__Passage__:
□ □ □
DR. MCLAUGHLIN: Do you think --

MR. PAGE: And that doesn't mean that, even if we have another terrorist attack, that that's the reason.

DR. MCLAUGHLIN: If you take a listing of the current polling on issues that Americans are concerned about, terrorism is not where it used to be. Terrorism comes in about ninth or tenth or eleventh.

MR. PAGE: That's the price of success, the price of success at keeping -- DR. MCLAUGHLIN: Should it be borne out by Obama that his principal concern is to keep this country safe? Have you heard that from Obama?

MS. CROWLEY: Well, listen, I'm not downgrading Obama's commitment to keeping us safe. He understands what the role of commander in chief is. The challenge for him is that, whether or not you can prove or disprove that all of the things that Bush put into place over the last seven and a half years that have kept us safe, whether it's Guantanamo, rendition, aggressive interrogation --

DR. MCLAUGHLIN: Waterboarding.

MS. CROWLEY: -- waterboarding, which we only did three times, and in each one of those cases produced intel that saved American lives, or --

MR. PAGE: That's questionable.

MS. CLIFT: How do we know that? (Laughs.)

MS. CROWLEY: -- or the FISA wiretaps, which this week it was ruled by a federal appeals court, a secret court, that those federal wiretaps, the warrantless wiretaps, were legal, and Bush acted constitutionally. So the challenge for Obama is whether or not he's going to keep all of those things in place. If he does not and we are hit again, he is finished.

MR. BUCHANAN: If we get hit again, John, let me tell you, this country in 10 seconds will go back to Jack Bauer rules if we are hit hard. They say, "Protect us and do what you have to do."

DR. MCLAUGHLIN: The Democratic left left is concerned about three issues. One of them is amnesty. They want amnesty for the 12 million illegals in the United States. You know that --

MR. BUCHANAN: John McCain --

DR. MCLAUGHLIN: -- that backs into the terrorist question.

MR. BUCHANAN: You know, John McCain -- you know, they're having this big function for John McCain, Obama is, on Monday night. John McCain, my prediction is, will lead Obama's amnesty plan for the 12 (million) to 20 million illegal aliens.

MR. PAGE: The pathway to citizenship. (Laughs.)

DR. MCLAUGHLIN: Meaning amnesty, automatic amnesty?

MR. BUCHANAN: No, they'll have it all -- you've got to go back for a week and do all this and that. But it's amnesty. DR. MCLAUGHLIN: Well, you're not dis in favor of a path to citizenship, are you?

MR. BUCHANAN: I am in disfavor of a path to citizenship.

DR. MCLAUGHLIN: You want them -- what, do you want them all to get --

MR. BUCHANAN: I want the businesses prosecuted, and they will go home.

DR. MCLAUGHLIN: Exit question, multiple choice. What is the most damaging to the Bush legacy: A, Bush's character; B, the Iraq war; C, the economy; D, Abu Ghraib and torture; or E, something else? Pat.

MR. BUCHANAN: I think the Iraq war and Katrina broke the Bush presidency.

DR. MCLAUGHLIN: Eleanor.
□ □ □
__Problem set__:
• a. Repeat the part of the panel transcript above between "MR. BUCHANAN: I am" and "something else? Pat.", inclusive.
• b. Give what comes next in the panel transcript above, picking up after its final line.
□ □ □
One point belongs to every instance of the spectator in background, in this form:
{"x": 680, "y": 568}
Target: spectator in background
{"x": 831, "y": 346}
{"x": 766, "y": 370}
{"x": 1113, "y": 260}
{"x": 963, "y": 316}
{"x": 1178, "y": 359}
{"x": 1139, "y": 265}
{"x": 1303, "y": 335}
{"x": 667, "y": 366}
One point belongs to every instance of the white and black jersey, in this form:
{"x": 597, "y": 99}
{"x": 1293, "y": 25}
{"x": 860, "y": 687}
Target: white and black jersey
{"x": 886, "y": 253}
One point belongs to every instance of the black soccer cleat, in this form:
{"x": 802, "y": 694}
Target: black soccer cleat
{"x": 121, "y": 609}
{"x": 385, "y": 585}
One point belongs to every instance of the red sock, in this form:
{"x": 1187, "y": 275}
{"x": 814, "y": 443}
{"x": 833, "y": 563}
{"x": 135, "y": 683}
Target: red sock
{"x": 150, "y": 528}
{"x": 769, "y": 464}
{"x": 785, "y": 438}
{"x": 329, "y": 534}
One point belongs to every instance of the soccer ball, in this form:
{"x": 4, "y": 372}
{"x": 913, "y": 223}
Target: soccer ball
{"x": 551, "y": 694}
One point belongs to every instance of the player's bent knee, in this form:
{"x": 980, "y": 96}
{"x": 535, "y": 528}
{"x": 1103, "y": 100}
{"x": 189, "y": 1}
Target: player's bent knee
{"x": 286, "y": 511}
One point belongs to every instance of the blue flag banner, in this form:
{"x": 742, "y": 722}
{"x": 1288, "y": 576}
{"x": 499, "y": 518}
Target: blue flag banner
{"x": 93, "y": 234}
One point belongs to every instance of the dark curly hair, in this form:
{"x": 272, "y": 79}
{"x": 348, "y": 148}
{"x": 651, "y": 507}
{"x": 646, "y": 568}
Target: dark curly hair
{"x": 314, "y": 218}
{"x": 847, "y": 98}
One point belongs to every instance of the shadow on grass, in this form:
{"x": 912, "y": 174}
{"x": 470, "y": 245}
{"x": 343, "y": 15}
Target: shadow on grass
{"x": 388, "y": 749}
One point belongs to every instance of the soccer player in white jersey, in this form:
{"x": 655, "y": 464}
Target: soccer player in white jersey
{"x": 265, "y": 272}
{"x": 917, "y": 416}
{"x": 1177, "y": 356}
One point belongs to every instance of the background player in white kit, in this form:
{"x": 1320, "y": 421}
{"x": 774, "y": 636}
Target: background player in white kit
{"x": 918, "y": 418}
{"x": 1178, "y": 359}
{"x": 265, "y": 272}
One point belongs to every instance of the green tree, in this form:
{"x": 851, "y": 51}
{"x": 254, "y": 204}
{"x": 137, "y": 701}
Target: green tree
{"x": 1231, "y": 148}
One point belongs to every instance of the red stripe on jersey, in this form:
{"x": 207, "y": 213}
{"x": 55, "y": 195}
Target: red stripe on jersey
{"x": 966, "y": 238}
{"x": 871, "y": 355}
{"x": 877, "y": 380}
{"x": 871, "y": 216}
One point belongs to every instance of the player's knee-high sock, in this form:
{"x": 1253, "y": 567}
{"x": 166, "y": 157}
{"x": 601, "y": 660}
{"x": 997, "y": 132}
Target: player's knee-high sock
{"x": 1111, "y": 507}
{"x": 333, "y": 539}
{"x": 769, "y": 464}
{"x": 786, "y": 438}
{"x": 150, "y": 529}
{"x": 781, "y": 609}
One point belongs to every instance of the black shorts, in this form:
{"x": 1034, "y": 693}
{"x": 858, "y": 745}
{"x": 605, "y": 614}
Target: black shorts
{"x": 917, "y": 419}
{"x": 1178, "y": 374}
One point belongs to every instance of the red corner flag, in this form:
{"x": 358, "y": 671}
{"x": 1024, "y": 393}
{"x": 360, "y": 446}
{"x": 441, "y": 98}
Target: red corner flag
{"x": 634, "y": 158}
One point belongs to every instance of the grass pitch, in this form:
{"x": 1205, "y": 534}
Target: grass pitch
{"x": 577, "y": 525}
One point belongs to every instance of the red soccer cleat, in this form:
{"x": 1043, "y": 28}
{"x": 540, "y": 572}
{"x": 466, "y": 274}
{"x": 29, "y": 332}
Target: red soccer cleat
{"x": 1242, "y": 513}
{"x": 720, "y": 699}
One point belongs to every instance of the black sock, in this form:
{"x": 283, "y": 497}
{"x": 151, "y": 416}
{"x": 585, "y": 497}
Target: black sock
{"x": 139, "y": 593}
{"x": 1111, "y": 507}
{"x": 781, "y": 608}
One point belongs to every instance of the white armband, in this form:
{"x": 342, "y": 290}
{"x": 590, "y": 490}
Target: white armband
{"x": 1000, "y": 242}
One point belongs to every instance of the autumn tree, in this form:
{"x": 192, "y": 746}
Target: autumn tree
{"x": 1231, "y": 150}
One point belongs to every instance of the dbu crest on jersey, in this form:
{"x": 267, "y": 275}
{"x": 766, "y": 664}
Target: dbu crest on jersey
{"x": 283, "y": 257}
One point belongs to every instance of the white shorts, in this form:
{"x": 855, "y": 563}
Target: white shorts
□ □ □
__Exercise responses__:
• a.
MR. BUCHANAN: I am in disfavor of a path to citizenship.

DR. MCLAUGHLIN: You want them -- what, do you want them all to get --

MR. BUCHANAN: I want the businesses prosecuted, and they will go home.

DR. MCLAUGHLIN: Exit question, multiple choice. What is the most damaging to the Bush legacy: A, Bush's character; B, the Iraq war; C, the economy; D, Abu Ghraib and torture; or E, something else? Pat.

• b.
MS. CLIFT: The Iraq war, taking us to war on false trumped-up information, a needless war that has created a geopolitical situation in the Middle East, empowering Iran, that leaves us less safe.

DR. MCLAUGHLIN: Monica.

MS. CROWLEY: No, I think that because the surge, which the president put into place despite all of the arguments against it and the political ramifications against it, he did it. And Iraq seems to have gotten its sea legs, at least somewhat. I think the economy is the one -- the economy, and the imposition of massive government intervention.

DR. MCLAUGHLIN: Clarence.

MR. PAGE: If you go back, you see his polls began to slide after Katrina. That undermined the whole notion of keeping us safe -- never recovered.

DR. MCLAUGHLIN: All of the above. They all constituted the cement kimono.

Issue Three: Ode to Michelle.

The following words are from interviews taken in May 1996, 13 years ago, for a book on American couples by photographer Mariana Cook at the Obamas' home in Chicago's Hyde Park. They are in published in this week's New Yorker Magazine and are lightly truncated here.

This is Barack talking about Michelle. "Michelle is a tremendously strong person and has a very strong sense of herself, who she is and where she comes from. But I also think in her eyes you can see a trace of vulnerability that most people don't know, because when she's walking through the world, she is this tall, beautiful, confident woman. There is a part of her that is vulnerable and young, sometimes frightened, and I think seeing both of those things is what attracted me to her.

"And then what sustains our relationship is I'm extremely happy with her, and part of it has to do with the fact that she is at once completely familiar to me, so that I can be myself, and she knows me very well and I trust her completely, but at the same time, she is also a complete mystery to me in some ways. And there are times when we are lying in bed and I look over and sort of have a start, because I realize here is this other person who is separate and different and has different memories and backgrounds and thoughts and feelings. It's that tension between familiarity and mystery that makes for something strong, because even as you build a life of trust and comfort and mutual support, you retain some sense of surprise or wonder about the other person."

Question: What kind of first lady will Michelle Obama be? Clarence Page.

MR. PAGE: I think she will be a conventional first lady in many ways, but also one who cares a lot about issues like education, family health care. But she's not going to be a co-president. I think she feels comfortable --

DR. MCLAUGHLIN: She's a lawyer. She's a lawyer.

MR. PAGE: Oh, you know, so was Hillary Clinton, and she learned the co-president approach was not -- didn't go over that well with the public.

The public really wants to see a touch of the traditional, which I think she carries very well.

DR. MCLAUGHLIN: Hostess and charity?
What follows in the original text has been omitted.